(Location labeling items)
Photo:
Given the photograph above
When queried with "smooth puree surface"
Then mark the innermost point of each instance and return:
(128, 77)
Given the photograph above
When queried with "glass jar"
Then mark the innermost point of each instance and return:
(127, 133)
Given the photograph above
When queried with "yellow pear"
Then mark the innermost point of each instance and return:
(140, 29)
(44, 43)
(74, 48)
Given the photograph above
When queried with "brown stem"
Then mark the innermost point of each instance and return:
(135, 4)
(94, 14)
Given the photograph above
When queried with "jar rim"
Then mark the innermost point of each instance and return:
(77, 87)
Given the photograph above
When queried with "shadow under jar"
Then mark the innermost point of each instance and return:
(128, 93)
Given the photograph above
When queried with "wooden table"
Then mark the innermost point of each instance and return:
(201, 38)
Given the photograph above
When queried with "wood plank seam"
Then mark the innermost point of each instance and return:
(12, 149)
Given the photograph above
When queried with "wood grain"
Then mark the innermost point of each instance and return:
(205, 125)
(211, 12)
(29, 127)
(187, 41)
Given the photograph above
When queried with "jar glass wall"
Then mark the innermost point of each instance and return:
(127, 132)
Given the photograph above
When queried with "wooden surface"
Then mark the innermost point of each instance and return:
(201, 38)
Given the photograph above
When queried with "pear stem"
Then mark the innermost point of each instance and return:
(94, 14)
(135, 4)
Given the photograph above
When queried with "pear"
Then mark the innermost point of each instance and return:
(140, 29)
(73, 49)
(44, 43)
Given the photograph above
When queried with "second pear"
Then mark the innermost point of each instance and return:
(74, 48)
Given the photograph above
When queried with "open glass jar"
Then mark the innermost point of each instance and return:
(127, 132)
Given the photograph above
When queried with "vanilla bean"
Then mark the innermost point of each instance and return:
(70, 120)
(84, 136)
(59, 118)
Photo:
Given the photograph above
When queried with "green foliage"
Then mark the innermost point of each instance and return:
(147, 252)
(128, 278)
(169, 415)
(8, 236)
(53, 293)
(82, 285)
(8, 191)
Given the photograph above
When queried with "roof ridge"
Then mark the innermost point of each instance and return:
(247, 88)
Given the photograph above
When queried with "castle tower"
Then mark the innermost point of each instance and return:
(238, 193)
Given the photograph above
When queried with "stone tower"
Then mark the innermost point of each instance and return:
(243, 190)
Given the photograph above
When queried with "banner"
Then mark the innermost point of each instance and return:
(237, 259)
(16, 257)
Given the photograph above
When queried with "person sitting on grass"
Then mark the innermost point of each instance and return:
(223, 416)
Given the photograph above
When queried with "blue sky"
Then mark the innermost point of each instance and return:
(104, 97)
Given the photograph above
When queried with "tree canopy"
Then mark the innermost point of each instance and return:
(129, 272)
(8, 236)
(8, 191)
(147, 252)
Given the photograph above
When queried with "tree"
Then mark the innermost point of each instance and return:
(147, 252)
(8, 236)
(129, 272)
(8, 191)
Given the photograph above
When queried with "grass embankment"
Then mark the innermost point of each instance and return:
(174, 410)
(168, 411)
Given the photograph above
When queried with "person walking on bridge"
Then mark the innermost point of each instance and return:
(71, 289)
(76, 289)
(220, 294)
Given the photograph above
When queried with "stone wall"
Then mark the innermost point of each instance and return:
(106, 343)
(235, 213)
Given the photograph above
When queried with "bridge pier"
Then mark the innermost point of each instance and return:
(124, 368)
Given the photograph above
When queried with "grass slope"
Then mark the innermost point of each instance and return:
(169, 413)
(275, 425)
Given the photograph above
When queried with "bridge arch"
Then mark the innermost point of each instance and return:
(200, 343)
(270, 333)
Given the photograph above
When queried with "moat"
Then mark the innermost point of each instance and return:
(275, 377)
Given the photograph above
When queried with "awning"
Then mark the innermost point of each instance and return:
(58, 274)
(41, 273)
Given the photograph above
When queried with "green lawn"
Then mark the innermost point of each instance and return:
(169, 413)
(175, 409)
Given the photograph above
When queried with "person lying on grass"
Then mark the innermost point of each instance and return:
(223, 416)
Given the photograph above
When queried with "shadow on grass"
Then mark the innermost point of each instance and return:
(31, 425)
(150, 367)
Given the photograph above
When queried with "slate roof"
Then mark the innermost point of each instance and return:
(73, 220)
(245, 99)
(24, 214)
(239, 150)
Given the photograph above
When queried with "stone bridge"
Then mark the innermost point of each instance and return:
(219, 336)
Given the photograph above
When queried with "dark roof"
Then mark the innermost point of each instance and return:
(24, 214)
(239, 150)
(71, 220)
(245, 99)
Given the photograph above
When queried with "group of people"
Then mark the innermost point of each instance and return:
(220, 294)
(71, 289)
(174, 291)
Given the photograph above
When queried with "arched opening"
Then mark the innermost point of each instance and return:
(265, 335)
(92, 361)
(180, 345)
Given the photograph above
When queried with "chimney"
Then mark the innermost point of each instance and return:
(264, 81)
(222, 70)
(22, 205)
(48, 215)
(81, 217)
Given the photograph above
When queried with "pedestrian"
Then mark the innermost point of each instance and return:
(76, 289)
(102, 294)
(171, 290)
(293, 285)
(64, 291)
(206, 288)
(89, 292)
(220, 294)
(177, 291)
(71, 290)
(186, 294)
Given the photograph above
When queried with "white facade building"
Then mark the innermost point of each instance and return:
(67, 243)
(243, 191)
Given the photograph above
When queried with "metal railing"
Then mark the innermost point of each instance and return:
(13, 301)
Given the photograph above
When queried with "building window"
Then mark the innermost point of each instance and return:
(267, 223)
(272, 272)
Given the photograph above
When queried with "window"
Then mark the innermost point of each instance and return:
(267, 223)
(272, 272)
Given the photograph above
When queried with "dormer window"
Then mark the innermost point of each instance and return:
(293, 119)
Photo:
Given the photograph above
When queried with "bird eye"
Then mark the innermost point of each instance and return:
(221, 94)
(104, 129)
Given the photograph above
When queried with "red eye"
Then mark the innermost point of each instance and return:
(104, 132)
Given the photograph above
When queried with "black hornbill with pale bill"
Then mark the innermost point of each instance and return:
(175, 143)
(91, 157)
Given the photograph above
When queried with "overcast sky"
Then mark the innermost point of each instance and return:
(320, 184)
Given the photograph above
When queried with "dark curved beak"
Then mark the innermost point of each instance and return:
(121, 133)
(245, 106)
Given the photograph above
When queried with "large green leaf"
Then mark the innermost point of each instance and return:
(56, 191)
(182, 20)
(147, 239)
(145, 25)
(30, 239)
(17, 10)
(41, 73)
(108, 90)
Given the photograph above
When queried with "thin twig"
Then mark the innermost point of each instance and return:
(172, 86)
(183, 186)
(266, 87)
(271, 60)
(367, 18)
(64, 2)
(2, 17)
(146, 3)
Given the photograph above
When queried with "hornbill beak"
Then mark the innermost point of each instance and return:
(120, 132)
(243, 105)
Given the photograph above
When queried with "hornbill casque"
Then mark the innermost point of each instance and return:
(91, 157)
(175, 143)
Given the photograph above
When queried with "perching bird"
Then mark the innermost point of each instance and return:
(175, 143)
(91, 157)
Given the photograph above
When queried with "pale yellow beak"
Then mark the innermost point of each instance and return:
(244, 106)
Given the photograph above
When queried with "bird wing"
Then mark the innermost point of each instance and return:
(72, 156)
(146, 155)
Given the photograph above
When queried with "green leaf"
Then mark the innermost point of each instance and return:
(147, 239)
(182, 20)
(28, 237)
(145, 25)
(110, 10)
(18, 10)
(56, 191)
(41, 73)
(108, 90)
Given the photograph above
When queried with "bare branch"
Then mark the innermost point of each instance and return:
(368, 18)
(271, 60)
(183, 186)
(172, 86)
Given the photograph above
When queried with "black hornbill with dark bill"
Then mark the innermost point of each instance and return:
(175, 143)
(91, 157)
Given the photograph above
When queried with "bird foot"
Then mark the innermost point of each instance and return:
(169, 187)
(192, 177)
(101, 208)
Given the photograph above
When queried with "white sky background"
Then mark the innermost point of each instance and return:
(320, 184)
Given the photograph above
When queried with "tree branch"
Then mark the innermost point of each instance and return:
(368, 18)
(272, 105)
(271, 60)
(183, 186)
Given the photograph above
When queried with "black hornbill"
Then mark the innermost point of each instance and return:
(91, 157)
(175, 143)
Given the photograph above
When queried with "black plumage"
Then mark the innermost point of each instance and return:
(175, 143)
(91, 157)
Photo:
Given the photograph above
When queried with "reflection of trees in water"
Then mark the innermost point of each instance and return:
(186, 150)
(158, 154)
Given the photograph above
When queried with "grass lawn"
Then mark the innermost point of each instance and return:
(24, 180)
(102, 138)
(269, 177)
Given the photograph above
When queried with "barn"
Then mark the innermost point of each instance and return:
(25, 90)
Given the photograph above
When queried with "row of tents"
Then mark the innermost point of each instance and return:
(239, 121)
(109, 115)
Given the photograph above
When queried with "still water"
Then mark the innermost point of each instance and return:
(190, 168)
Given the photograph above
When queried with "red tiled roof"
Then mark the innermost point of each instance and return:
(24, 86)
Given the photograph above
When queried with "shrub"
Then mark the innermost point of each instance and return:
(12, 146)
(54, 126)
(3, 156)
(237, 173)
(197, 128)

> _Exercise details_
Filter the items above down to every line containing the string "stem", and copy those lines. Case counts.

> _Written reply_
When queried with "brown stem"
When queried with "pear stem"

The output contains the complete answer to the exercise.